**Extracted entries**

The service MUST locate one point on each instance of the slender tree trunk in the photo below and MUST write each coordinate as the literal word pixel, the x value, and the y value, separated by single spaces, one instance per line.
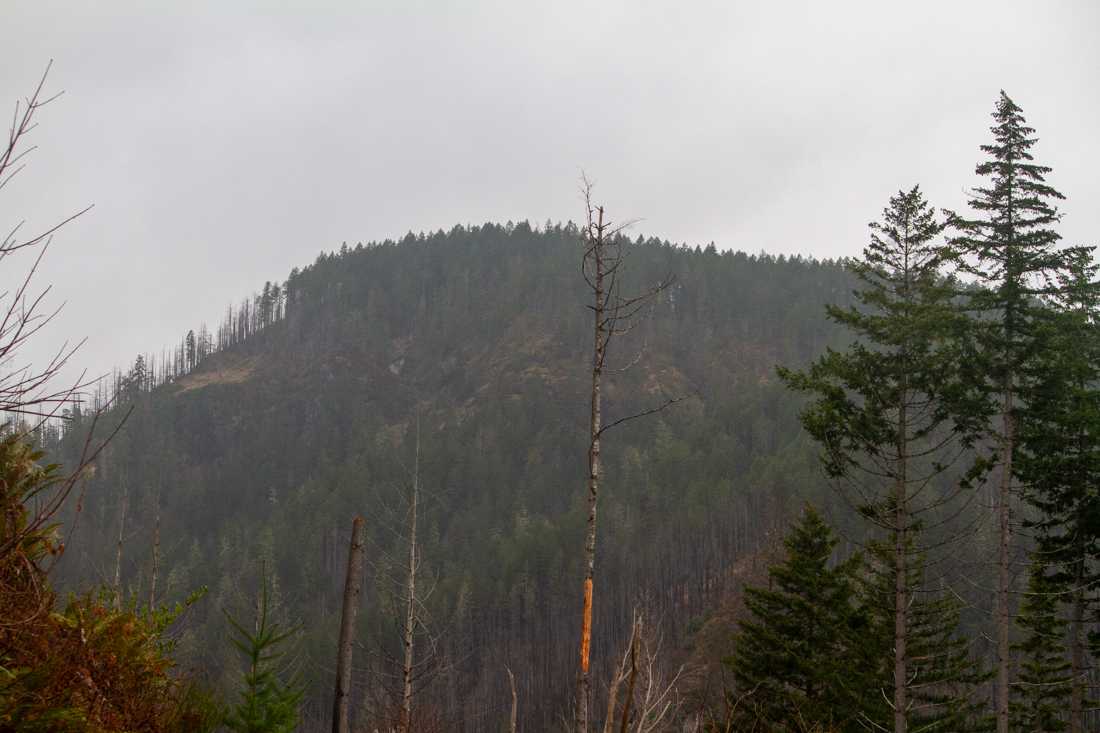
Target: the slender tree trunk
pixel 406 712
pixel 583 681
pixel 156 556
pixel 628 701
pixel 515 700
pixel 118 551
pixel 352 587
pixel 901 583
pixel 1003 570
pixel 1077 649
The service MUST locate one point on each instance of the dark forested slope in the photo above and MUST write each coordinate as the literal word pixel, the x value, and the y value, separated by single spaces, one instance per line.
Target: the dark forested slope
pixel 260 455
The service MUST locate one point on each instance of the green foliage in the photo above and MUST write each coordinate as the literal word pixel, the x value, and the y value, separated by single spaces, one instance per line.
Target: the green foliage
pixel 802 658
pixel 87 666
pixel 267 703
pixel 268 445
pixel 1045 679
pixel 944 691
pixel 893 393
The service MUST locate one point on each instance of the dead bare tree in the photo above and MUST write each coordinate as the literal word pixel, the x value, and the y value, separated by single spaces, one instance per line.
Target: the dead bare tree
pixel 650 699
pixel 614 315
pixel 352 587
pixel 25 389
pixel 419 660
pixel 515 700
pixel 30 391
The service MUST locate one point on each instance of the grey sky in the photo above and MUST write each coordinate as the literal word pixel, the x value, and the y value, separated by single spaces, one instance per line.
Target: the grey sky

**Exercise objective**
Rewrite all of the lines above as a numbered list, leaving out blank lines. Omit the pictures from the answer.

**Exercise output**
1. The service MUST locate one point on each instance of the slender tree trunk in the photo below and MUST write each coordinate as the literal word pixel, the x value, and the y value, separated by single spaces, one instance per line.
2. Target: the slender tree trunk
3. pixel 406 712
4. pixel 583 681
5. pixel 156 556
6. pixel 628 701
7. pixel 515 700
8. pixel 118 551
9. pixel 352 587
10. pixel 901 583
11. pixel 1003 570
12. pixel 1077 649
13. The service MUST locate one point on each instance of the dark forested slope in the photo above and MUST write each coordinate as the literal word pixel, the x value, and the y value, separated by single spaces, one instance per line.
14. Target: the dark forested slope
15. pixel 260 455
16. The service MUST locate one point on each instance of the green foliage in the photo above and MUST write each coordinate as the literal word pixel, the x value, and the y value, separated by single spaces, one instance per line.
17. Target: the green foliage
18. pixel 802 658
19. pixel 87 666
20. pixel 267 703
21. pixel 268 445
22. pixel 1045 679
23. pixel 944 691
24. pixel 893 393
25. The service MUST locate one point on each instance of the dead bare tree in the photo above and MUST write each coordinate as the literal word pixel, the x value, and the y value, separated by single spaces, one instance per line.
26. Target: the dead bare tree
27. pixel 650 699
28. pixel 614 315
29. pixel 352 587
30. pixel 25 389
31. pixel 419 660
32. pixel 515 700
33. pixel 30 391
34. The service MUST locate one point on each instance of the grey sky in the photo above and MUST write each coordinate as the literal word pixel, the x value, and the y value, separated by single spaces, one instance per line.
35. Target: the grey sky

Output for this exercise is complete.